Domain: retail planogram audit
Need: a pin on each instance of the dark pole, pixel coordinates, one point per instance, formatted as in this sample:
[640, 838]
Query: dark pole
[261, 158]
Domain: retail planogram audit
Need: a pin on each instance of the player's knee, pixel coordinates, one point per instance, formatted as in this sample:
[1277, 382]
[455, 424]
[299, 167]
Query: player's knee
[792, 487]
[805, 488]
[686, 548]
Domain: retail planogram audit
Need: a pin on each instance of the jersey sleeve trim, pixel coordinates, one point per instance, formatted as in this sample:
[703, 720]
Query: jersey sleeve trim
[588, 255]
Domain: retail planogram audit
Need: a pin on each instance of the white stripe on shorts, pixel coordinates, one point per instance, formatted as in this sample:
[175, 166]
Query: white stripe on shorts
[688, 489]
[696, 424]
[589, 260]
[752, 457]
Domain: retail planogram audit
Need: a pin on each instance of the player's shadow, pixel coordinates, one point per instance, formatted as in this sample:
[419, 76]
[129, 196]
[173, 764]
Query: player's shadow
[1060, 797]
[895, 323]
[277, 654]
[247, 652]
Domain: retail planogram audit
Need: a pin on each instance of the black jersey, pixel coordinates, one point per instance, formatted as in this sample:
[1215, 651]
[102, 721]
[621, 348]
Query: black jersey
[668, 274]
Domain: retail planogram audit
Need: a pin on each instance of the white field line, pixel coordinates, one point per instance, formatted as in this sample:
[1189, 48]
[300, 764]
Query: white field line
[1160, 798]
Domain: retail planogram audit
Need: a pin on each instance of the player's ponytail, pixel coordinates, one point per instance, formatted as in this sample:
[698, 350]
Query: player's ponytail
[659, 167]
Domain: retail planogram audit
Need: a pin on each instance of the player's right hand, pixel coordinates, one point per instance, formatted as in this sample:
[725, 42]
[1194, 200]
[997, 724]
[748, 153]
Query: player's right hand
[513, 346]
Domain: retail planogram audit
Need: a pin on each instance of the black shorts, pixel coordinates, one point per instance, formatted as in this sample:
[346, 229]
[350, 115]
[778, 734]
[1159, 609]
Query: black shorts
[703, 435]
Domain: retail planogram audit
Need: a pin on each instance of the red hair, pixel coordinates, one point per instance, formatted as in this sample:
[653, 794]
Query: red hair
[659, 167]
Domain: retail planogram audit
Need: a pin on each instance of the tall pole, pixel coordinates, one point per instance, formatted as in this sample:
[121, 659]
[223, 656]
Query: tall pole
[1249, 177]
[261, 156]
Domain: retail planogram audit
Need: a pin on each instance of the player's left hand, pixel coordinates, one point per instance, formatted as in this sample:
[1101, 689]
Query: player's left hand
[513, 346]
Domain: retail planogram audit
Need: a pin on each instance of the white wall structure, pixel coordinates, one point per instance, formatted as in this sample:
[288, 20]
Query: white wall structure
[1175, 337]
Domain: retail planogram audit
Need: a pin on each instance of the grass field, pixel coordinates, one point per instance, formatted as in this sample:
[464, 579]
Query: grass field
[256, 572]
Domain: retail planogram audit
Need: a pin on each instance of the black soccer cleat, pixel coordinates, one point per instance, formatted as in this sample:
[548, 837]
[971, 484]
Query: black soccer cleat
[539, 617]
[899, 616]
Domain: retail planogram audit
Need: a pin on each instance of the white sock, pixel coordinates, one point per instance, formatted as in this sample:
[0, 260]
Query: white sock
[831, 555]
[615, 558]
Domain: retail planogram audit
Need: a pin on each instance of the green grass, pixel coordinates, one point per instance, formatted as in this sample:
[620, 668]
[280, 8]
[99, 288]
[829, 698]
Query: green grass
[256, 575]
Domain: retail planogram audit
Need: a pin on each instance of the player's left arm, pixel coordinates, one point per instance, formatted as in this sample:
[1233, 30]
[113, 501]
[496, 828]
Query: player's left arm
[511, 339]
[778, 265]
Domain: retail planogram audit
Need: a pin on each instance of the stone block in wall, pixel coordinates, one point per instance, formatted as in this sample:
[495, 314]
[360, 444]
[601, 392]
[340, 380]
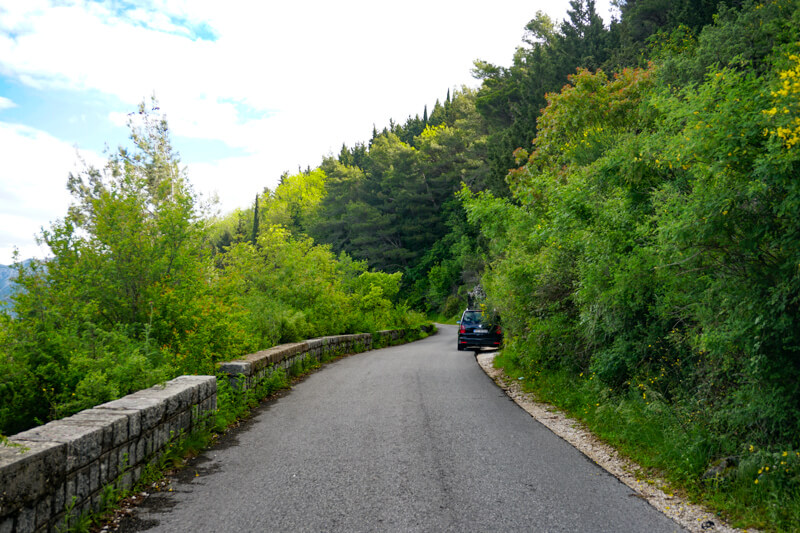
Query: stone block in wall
[84, 440]
[28, 474]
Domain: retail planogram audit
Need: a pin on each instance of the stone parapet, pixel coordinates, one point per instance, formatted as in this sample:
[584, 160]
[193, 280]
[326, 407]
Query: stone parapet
[66, 463]
[60, 469]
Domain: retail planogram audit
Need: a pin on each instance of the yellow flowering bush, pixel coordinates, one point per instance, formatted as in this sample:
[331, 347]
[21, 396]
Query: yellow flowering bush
[786, 111]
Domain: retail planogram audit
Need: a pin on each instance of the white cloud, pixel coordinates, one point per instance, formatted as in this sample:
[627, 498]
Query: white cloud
[283, 82]
[33, 174]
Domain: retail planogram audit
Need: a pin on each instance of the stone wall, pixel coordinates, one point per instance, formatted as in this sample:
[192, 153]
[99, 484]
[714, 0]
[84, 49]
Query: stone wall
[245, 372]
[46, 468]
[72, 459]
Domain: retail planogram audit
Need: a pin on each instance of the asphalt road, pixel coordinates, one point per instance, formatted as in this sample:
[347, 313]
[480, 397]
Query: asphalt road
[408, 438]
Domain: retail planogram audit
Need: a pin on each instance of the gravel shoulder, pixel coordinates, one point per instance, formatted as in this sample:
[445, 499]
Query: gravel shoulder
[693, 517]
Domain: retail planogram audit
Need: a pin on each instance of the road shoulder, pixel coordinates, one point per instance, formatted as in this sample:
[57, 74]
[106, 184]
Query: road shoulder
[691, 516]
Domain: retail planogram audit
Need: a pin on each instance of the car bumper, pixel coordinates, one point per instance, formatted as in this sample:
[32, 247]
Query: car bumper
[468, 341]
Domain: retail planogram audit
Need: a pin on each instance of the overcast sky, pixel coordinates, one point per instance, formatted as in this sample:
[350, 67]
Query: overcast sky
[250, 89]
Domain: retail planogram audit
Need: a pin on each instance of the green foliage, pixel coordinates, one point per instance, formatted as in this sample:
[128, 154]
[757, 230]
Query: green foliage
[133, 294]
[652, 246]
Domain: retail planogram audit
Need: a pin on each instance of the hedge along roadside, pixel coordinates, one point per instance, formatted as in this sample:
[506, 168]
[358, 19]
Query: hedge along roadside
[61, 474]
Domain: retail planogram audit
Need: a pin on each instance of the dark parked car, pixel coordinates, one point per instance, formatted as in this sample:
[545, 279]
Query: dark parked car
[479, 328]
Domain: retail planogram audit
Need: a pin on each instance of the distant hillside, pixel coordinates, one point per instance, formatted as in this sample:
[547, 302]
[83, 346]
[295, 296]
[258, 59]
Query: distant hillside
[7, 285]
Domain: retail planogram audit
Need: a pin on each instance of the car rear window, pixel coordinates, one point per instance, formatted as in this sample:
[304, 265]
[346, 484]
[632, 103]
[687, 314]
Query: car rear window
[472, 317]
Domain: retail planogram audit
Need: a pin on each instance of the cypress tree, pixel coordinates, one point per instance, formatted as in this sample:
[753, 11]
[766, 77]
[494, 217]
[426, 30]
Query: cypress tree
[254, 237]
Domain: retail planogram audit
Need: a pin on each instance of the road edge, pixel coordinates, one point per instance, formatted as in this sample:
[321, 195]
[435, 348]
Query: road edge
[688, 515]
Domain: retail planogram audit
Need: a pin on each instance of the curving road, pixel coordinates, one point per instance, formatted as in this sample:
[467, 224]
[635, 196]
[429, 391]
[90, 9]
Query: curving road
[408, 438]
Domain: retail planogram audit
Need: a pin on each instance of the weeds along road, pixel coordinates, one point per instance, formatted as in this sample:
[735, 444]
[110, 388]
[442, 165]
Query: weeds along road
[408, 438]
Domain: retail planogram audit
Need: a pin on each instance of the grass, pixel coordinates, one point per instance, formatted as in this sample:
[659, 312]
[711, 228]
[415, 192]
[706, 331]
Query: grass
[760, 488]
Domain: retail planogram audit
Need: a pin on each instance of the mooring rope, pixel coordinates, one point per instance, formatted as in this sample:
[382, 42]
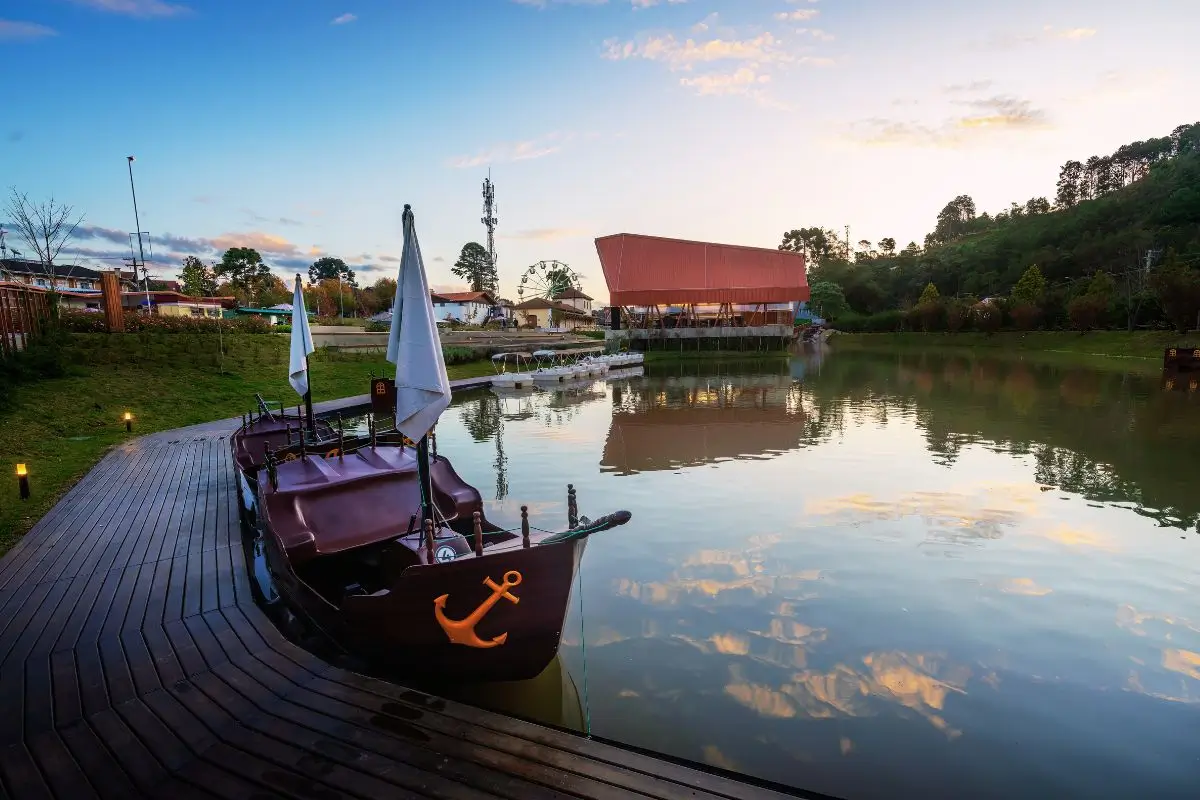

++++++++++++++++++++

The response should hold exactly the lines starting at the line with "Query: green foliage" and ending at the line with "Need: a pin on each instance of the car rear", and no other line of the material above.

Query: green foliage
[133, 294]
[652, 246]
Domain: retail planogram audit
Need: a pin on each instance of the hedge along roadside, pixel coordinates, one point per instance, formatted as in this sample:
[506, 168]
[358, 19]
Query: hedge along roadside
[61, 474]
Domain: retail planogram audit
Need: a pin on each instance of the dark parked car, pixel coordinates, one point per instance, formatted as in this sample:
[545, 279]
Query: dark parked car
[479, 328]
Domain: retail planogram audit
Need: a pin on each instance of the distant hillside, pixel coordinates, one point per instance, formatted as in this sample:
[547, 302]
[83, 346]
[295, 296]
[258, 59]
Query: distant hillside
[7, 285]
Domain: retail planogram audit
Need: a pin on each instance of the car rear window, pixel coordinates, one point per instance, formatted as in this sample:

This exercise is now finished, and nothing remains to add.